→ **WHAT YOU WILL DO**
In the listing that follows, the range to quote begins at the line that has "Would you mind spotting the brick" and ends after the line that has "Would you mind spotting the light"; quote it verbatim and add nothing.

──────── RECORDS SHOWN

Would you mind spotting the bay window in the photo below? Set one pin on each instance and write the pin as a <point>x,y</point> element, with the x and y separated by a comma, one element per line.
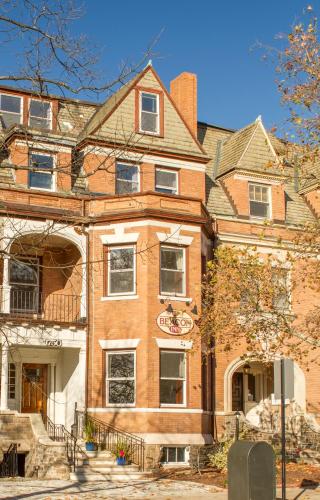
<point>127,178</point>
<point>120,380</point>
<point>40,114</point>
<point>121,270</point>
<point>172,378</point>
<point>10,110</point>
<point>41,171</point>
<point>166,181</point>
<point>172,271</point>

────────────────
──────── RECORDS SHOWN

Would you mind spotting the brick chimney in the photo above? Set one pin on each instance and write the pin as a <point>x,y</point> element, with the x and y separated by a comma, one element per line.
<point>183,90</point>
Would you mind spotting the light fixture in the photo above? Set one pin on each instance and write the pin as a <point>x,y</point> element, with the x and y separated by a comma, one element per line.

────────────────
──────── RECORDS SHOWN

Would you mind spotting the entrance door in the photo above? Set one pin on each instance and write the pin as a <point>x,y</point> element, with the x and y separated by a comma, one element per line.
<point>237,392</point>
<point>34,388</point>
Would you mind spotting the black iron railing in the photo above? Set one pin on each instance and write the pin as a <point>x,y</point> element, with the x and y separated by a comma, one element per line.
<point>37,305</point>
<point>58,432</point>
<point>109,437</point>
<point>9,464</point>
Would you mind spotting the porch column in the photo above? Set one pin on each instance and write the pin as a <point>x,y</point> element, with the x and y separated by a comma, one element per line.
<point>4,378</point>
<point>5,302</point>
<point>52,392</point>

────────────────

→ **ANSWER FOR THE TASK**
Would you mind spotting the brick chimney in the photo above? Set one pin on each instance and write the pin as a <point>x,y</point> element, with the x and y separated by a comma, one element per line.
<point>183,90</point>
Would you mind spotting the light fixture in the photo above? Set one pin on each instance and write the pin as a <point>x,y</point> element, with the x and y separated by a comma, one element per line.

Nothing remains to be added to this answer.